→ **WRITTEN INSTRUCTION**: Print the lines of the material below from the one containing "[locate] bare dirt" through the final line, both ends included, copying each unchanged.

=-=-=

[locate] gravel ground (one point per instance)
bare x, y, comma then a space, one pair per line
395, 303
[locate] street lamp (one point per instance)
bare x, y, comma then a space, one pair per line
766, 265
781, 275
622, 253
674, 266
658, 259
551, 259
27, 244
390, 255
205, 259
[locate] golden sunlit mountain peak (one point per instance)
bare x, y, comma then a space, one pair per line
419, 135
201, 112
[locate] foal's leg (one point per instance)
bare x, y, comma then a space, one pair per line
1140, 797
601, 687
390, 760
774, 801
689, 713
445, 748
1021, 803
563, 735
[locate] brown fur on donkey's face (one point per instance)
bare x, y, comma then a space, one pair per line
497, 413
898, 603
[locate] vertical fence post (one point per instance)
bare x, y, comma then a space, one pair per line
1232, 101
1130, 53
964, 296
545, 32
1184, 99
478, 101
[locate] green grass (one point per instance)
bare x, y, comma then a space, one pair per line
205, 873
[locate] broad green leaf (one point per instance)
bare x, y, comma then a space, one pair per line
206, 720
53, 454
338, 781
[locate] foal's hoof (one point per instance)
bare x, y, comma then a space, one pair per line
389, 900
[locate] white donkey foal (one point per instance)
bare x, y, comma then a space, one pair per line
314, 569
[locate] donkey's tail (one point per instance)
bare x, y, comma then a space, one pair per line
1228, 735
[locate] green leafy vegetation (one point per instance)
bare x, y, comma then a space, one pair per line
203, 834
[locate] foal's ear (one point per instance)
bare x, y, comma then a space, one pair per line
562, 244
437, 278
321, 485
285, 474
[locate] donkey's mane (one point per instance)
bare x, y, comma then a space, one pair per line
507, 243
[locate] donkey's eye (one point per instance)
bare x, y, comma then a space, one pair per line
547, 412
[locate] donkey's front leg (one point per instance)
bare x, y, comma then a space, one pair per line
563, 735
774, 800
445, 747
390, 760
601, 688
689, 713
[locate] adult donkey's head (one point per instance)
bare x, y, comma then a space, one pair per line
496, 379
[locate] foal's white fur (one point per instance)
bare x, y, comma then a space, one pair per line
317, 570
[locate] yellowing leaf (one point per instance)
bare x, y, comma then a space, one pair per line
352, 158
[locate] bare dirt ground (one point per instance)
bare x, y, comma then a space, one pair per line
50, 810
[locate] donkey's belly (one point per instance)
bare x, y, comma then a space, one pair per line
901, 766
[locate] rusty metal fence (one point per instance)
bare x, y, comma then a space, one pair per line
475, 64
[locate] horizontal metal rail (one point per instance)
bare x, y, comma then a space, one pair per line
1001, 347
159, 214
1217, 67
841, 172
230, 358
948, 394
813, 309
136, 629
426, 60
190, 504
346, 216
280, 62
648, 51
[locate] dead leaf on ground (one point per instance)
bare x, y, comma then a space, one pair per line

=-=-=

→ **SOLUTION TO THE EXERCISE**:
[locate] bare dirt ground (one point per instance)
bare x, y, comma then a space, one pair per line
50, 810
[locate] donkey's belly (one point per instance)
bare x, y, comma then a space, one pair per line
901, 766
[locate] rusty metal fence (one point per instance)
bare x, y, comma then a space, one pair per line
475, 64
[locate] horizontal metal rail (one point per instance)
bare x, y, comma then a space, one pair per line
1001, 347
159, 214
1217, 67
841, 172
230, 358
948, 394
813, 309
136, 629
426, 60
190, 504
346, 216
280, 62
648, 51
[locate] dead leaf on ground (one point per instance)
bare x, y, comma then a space, one pair per line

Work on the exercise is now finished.